» **EXTRACT**
╭──
Saturday, October 8, 2022

Miss USA inspires other Filipino American pageant winner representing Texas in the Miss America contest

Filipino American Averie Bishop will represent Texas in the Miss America pageant.

With more than a passing interest, another young Filipino American woman watched  R'Bonney Gabriel crowned as Miss USA Oct. 3. Averie Bishop hopes to repeat Gabriel's feat in the Miss America contest.

“Now that I have become the thing that I dreamed of becoming, other young girls, other women from the Filipino community, from the AAPI community can look at me, look at R’Bonney, and think to themselves, I can do it too,” said Bishop, who won the Miss Texas American last June.

It is the first time that a state picked two Filipino American women to represent the state at the United States' two major beauty pageants in the same year.

RELATED: Filipino American wins Miss USA title.

Bishop, 25, is an SMU graduate who also studied law. She was crowned on June 28, and will represent Texas in the coming 85th Miss America pageant to be held in Uncasville, Connecticut in December.

Her motto for her run for Miss Texas was “Y'all Means All,” which emphasizes diversity and inclusion. "Texas can look like me, and it can look like you," Bishop said. 

“I was quite literally the only student that looks like the way that I did for almost, I'd say, a decade,” Bishop told NBC. “I convinced myself that I wasn't allowed to speak my voice, that I wasn't allowed to dream or pursue the things I wanted to pursue.”


As Miss Texas, she told Insider that she plans to use her platform to promote diversity and inclusion initiatives. She has more 65,000-plus followers on Instagram and 809,000-plus followers on TikTok.

With her mother, Bishop manages a nonprofit called the Tulong Foundation that provides scholarships and mentorship to girls in Southeast Asia to help them pursue an education. 
It currently sponsors more than 45 children in the Philippines.

Another trait that Bishop shares with Miss USA R'Bonney Gabriel is her upfront  opinions on controversial issues usually avoided by pageant winners.

The selection of both Bishop and Gabriel in their respective beauty pageants is symbolic of the changes that is occurring in Texas, a state where minority populations make up more than 50% of the state's population.
╰──
» **GIVEN DATA**
╭──
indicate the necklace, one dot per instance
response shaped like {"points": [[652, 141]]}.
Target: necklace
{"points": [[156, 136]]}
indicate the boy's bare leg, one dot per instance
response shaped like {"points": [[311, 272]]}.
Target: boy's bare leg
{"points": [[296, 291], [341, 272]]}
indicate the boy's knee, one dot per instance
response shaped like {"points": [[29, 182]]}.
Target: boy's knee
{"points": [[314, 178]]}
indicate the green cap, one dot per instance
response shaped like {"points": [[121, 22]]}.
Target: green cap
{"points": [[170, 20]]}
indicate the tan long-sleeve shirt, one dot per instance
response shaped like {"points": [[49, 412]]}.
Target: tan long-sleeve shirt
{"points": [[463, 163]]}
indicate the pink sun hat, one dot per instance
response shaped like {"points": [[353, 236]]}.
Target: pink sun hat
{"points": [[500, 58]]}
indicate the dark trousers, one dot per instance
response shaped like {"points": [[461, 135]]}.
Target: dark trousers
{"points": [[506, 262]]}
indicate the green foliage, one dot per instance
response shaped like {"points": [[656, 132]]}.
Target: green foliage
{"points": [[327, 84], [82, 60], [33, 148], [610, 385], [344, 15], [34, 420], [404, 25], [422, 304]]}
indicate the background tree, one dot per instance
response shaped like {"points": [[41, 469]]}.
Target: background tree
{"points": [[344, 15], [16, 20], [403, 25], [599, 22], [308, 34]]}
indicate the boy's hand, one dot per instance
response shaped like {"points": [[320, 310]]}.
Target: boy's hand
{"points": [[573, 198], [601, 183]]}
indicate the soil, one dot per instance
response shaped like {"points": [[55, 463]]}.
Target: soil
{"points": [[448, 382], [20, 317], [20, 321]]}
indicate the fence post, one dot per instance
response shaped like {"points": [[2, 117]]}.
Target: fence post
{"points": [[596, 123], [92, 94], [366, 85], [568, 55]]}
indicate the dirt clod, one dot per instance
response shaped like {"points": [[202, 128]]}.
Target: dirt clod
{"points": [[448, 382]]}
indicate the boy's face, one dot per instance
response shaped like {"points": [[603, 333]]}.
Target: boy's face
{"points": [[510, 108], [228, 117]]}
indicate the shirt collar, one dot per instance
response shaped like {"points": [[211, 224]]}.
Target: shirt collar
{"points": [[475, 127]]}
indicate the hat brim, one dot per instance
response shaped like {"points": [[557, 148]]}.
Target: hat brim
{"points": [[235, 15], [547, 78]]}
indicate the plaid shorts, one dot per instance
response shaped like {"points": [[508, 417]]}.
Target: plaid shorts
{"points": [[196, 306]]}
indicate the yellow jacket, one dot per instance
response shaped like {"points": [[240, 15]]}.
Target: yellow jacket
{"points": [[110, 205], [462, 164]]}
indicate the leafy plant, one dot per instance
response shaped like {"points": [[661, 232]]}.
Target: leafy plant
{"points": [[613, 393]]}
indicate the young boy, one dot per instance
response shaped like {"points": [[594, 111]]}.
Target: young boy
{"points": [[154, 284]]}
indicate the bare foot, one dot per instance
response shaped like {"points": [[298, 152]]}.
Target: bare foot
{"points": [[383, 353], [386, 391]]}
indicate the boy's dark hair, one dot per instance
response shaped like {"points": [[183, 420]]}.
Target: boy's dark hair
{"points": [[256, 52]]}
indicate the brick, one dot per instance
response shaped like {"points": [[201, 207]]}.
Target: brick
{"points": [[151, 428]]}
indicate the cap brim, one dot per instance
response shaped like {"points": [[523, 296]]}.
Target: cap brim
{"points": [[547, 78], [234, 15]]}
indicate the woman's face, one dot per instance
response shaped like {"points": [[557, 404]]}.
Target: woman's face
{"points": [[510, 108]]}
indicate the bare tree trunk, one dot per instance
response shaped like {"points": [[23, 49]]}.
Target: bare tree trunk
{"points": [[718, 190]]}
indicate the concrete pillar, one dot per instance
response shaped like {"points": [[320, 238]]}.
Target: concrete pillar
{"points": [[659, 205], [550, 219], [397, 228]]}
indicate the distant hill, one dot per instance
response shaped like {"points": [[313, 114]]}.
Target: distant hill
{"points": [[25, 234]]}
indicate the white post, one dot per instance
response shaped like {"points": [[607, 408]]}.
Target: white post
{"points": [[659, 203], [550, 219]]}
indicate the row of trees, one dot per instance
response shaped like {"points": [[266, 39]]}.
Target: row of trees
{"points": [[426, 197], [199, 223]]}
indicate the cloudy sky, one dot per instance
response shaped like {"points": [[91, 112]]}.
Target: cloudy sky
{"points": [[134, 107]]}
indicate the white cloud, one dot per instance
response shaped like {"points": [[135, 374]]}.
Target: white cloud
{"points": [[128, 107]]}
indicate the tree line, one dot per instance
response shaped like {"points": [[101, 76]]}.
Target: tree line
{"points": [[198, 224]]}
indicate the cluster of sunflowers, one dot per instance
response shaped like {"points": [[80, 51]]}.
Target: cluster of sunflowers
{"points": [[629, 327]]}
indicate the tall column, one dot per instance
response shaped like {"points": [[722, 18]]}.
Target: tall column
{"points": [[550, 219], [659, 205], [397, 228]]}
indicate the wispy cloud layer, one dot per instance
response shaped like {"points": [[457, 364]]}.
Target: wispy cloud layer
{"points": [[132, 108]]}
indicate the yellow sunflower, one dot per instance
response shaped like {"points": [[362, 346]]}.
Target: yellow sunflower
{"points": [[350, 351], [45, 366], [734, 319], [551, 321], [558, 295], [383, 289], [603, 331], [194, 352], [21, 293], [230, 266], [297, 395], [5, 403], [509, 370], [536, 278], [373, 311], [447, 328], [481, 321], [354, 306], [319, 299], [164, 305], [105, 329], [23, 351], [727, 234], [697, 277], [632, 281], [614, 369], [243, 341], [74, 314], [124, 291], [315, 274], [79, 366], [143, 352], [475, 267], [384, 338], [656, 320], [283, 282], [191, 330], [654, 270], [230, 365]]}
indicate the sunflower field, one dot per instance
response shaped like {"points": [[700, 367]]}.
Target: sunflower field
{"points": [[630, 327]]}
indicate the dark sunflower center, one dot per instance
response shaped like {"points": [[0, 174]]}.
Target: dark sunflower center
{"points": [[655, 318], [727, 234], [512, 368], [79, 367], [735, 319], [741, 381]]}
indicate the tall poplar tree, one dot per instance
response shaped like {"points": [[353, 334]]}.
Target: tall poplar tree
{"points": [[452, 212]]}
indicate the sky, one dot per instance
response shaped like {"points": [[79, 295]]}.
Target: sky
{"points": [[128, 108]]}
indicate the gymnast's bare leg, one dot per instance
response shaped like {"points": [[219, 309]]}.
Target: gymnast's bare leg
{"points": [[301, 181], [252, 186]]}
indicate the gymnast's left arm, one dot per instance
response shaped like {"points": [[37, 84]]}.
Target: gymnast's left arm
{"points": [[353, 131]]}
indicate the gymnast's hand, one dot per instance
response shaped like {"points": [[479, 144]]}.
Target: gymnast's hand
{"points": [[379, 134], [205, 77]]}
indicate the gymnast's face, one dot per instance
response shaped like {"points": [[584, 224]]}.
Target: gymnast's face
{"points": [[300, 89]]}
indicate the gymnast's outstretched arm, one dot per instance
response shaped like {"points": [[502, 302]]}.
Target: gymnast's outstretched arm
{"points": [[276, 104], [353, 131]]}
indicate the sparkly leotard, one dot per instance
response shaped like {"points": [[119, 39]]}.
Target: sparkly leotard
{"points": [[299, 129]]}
╰──
» **INSTRUCTIONS FOR THE TASK**
Transcribe the passage of the article about Averie Bishop above, between "As Miss Texas, she" and "pursue an education.", inclusive.

» **SOLVED EXERCISE**
As Miss Texas, she told Insider that she plans to use her platform to promote diversity and inclusion initiatives. She has more 65,000-plus followers on Instagram and 809,000-plus followers on TikTok.

With her mother, Bishop manages a nonprofit called the Tulong Foundation that provides scholarships and mentorship to girls in Southeast Asia to help them pursue an education.